● **Exercise description**
Below are some records. Return exactly the lines from the one containing "of the wicker" through the one containing "of the window", both included, and only those.

● **Material provided**
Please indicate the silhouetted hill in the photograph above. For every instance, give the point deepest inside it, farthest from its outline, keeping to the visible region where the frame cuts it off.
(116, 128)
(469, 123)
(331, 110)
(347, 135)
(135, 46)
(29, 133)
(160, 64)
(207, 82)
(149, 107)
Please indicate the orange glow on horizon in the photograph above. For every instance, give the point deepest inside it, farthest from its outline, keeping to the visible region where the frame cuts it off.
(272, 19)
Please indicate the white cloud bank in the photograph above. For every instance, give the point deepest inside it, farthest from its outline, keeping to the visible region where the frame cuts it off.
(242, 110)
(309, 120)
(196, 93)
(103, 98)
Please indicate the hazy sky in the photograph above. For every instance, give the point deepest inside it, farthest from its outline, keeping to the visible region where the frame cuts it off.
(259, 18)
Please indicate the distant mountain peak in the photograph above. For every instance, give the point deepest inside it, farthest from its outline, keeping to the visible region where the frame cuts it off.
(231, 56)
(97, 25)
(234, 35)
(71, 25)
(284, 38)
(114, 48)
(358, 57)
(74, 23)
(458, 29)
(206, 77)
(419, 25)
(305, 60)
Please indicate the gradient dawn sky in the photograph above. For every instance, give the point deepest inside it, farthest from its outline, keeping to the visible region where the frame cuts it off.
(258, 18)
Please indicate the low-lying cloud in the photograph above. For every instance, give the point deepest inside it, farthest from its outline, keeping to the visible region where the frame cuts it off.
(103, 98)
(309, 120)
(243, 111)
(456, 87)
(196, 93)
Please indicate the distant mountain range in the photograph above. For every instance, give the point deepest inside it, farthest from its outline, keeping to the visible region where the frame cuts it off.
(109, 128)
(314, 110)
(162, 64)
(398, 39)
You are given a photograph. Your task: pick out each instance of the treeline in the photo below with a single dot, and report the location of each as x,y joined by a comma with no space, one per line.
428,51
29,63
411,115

---

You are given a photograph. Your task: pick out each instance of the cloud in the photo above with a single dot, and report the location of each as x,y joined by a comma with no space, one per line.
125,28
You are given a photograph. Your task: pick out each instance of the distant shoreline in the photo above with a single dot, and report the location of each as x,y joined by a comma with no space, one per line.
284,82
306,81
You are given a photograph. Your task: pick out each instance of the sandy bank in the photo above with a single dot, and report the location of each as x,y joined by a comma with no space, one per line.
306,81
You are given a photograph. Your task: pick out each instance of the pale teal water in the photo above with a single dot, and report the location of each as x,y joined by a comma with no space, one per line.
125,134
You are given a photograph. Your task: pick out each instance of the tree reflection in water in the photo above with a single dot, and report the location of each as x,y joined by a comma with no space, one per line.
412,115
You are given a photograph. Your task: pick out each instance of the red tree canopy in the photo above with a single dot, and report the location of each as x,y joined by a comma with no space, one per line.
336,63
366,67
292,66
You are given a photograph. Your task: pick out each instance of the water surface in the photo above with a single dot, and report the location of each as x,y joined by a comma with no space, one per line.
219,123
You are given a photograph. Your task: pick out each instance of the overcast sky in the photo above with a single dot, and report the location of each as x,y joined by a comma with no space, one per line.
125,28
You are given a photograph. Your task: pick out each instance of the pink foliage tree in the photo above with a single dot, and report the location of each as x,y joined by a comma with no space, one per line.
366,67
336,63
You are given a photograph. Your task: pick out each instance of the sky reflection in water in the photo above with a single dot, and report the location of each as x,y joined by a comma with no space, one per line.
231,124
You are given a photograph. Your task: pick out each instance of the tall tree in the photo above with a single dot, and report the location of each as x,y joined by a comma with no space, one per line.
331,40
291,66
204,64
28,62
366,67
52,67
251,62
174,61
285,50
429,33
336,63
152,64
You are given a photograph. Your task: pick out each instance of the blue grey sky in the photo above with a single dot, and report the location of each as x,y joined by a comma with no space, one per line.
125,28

---

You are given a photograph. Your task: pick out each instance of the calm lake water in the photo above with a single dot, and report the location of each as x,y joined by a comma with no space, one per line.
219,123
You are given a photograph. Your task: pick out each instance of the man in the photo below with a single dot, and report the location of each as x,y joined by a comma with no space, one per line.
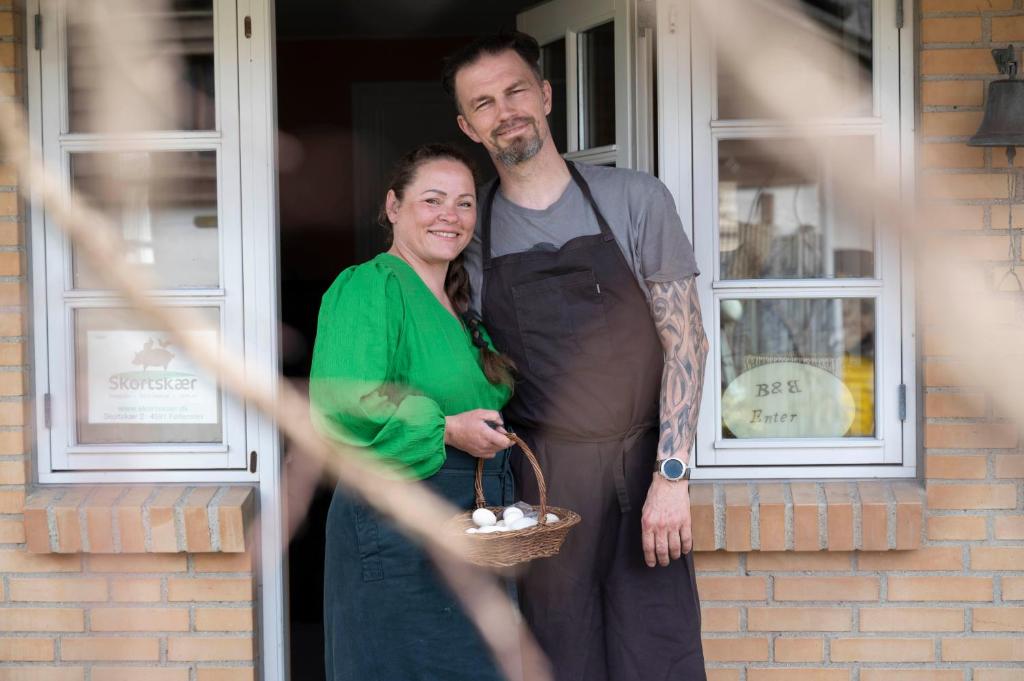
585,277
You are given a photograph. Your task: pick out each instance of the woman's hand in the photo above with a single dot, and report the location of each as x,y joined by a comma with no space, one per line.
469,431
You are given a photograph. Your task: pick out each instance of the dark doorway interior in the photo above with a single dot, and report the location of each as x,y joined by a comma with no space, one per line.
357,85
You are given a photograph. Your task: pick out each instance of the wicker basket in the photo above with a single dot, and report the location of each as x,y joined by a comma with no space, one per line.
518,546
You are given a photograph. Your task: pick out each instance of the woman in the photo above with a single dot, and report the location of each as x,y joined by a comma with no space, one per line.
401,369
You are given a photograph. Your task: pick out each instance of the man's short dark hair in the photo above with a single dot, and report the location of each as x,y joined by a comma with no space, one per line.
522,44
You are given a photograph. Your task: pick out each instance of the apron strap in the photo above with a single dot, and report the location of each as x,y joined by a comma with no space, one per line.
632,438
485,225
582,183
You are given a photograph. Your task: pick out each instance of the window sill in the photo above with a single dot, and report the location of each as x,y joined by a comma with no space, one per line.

● **Finished exercise**
You are given a photograph. Your task: pick out each instance of the wicker basket in the photo above with a single dot, and report the location of each as x,y joined by a comma with no space, one per line.
518,546
You are given a photograph. Your task: pick out each instance of the woman in the photo above with a single dot, and report the location of each as x,y joined by a comma with no space, one per line.
401,369
You are given a photograph. Your task: pick out each instance of the man's short dark hair in the photo above with a single dot, and report the location of each as x,y joined by a comma with no space, one per line.
522,44
You are given a photograph. Your task: pick out each instance of the apron strap in the photo above with a single dot, and report the location of each as x,y joined by a comma with no space, one per line.
632,438
485,225
582,183
You are given a photograph. Your task: pick out each instance of the window sill in the photo above with a single dot, and report the location of each as x,y joined by a comma with no space, one per line.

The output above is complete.